Excerpt ::
To estimate the incidence, etiology, and outcome of neuropathies after major gynecologic surgery and to recommend management and prevention strategies for these complications.
The medical records of women who suffered neuropathy after major pelvic surgery between July 1995 and June 2001 were reviewed. Mechanism of injury, treatment, and outcome were determined from the patient charts.
Twenty-three of 1210 patients undergoing major pelvic surgery during the defined period suffered a postoperative neuropathy for an incidence of 1.9%. Neurologic injury involved the obturator (n = 9), ilioinguinal/iliohypogastric (n = 5), genitofemoral (n = 4), femoral (n = 3), and lumbosacral nerve plexus (n = 2) in these women. Etiologies were a result of direct surgical trauma, stretch injury, suture entrapment, or were retractor related. All patients with motor deficits were treated with physiotherapy, and pharmacologic or surgical management was used in women with sensory deficits or pain. Seventy-three percent of the women experienced full recovery; the only patients with persistent symptoms were those with unrepaired nerve transection or injury to the lumbosacral plexus. Both time to diagnosis and time to resolution varied widely.
Neuropathies are infrequently associated with major pelvic surgery. We observed a 73% complete recovery rate, and time to resolution varied depending on the severity of injury. Physical therapy plays a valuable role in managing these patients, but some may require surgery for relief of their symptoms.

[Point-per-instance localization data]
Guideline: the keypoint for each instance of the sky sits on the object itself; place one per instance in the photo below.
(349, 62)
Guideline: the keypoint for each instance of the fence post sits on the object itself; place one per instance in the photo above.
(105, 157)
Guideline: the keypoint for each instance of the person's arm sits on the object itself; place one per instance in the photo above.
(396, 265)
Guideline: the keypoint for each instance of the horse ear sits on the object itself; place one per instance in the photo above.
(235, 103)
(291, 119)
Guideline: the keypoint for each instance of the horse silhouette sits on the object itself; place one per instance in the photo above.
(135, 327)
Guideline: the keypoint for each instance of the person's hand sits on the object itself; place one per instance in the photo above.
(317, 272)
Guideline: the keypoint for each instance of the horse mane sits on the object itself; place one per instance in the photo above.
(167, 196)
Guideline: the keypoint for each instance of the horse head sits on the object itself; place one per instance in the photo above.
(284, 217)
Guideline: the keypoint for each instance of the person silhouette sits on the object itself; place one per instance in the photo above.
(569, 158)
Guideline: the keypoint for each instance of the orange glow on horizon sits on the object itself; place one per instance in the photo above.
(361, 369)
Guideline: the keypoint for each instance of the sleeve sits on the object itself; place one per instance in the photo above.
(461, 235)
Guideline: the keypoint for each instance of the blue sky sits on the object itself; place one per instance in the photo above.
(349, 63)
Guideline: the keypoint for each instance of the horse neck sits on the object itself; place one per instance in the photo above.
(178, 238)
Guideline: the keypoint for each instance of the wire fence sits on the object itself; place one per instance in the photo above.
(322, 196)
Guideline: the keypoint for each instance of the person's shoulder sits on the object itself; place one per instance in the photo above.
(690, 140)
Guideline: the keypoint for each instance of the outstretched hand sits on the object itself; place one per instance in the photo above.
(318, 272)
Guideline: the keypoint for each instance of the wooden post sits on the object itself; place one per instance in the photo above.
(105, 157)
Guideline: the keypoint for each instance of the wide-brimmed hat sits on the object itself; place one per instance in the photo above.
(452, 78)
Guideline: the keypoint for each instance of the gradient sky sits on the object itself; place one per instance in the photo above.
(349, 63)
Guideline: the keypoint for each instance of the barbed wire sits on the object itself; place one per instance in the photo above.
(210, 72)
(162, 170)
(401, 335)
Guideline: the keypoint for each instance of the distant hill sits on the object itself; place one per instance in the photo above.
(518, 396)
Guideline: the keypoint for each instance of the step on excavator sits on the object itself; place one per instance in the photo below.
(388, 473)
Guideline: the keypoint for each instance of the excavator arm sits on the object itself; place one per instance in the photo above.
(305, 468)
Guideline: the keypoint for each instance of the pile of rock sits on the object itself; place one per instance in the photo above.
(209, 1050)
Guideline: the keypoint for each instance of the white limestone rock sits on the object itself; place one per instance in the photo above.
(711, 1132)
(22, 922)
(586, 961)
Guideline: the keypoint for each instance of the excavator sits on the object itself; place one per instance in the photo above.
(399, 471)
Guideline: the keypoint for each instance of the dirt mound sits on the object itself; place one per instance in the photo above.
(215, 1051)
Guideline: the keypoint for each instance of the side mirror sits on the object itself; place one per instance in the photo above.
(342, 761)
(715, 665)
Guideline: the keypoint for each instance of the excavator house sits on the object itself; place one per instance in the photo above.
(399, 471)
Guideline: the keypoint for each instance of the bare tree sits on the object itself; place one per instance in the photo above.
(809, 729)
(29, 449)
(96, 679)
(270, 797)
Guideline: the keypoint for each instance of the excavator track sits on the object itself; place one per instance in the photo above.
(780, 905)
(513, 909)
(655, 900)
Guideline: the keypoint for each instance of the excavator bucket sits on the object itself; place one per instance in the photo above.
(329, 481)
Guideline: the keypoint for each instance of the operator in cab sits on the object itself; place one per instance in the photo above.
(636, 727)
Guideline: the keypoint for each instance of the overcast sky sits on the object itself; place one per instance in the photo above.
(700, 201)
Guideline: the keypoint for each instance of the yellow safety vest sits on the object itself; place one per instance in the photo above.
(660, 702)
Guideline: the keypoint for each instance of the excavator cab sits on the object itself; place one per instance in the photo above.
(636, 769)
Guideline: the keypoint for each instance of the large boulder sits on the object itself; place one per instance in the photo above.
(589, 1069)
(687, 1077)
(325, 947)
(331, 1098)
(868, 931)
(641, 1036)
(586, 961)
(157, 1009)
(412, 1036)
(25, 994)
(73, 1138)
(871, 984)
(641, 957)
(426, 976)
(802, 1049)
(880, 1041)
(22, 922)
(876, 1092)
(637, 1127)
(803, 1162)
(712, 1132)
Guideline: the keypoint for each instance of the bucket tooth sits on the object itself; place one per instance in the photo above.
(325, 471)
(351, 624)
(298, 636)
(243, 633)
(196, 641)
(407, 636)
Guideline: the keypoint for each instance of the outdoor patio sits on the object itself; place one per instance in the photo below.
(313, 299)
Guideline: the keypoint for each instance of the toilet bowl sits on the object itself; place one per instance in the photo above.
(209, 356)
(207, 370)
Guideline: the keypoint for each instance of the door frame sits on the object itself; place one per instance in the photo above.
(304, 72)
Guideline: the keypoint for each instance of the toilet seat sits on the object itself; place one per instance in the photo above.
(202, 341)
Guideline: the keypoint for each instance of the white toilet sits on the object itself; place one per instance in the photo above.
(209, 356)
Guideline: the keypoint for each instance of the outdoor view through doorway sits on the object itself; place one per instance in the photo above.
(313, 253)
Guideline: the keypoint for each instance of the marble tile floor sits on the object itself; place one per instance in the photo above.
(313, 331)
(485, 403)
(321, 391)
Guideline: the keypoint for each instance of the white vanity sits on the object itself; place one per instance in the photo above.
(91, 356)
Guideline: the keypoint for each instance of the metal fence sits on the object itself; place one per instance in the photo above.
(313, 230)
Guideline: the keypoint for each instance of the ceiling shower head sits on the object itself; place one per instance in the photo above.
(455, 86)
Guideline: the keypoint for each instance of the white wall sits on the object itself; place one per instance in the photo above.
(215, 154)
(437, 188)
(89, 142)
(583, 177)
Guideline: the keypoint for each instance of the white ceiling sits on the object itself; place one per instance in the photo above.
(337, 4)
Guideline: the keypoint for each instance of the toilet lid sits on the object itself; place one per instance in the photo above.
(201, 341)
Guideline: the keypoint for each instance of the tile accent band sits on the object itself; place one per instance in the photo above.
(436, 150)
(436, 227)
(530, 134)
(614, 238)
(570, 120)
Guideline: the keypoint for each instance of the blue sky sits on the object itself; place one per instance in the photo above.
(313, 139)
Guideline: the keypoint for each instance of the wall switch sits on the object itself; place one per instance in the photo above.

What the task requires :: According to the abstract on neuropathies after gynecologic surgery, which nerve was injured most often?

Completed task :: The obturator nerve, injured in nine patients.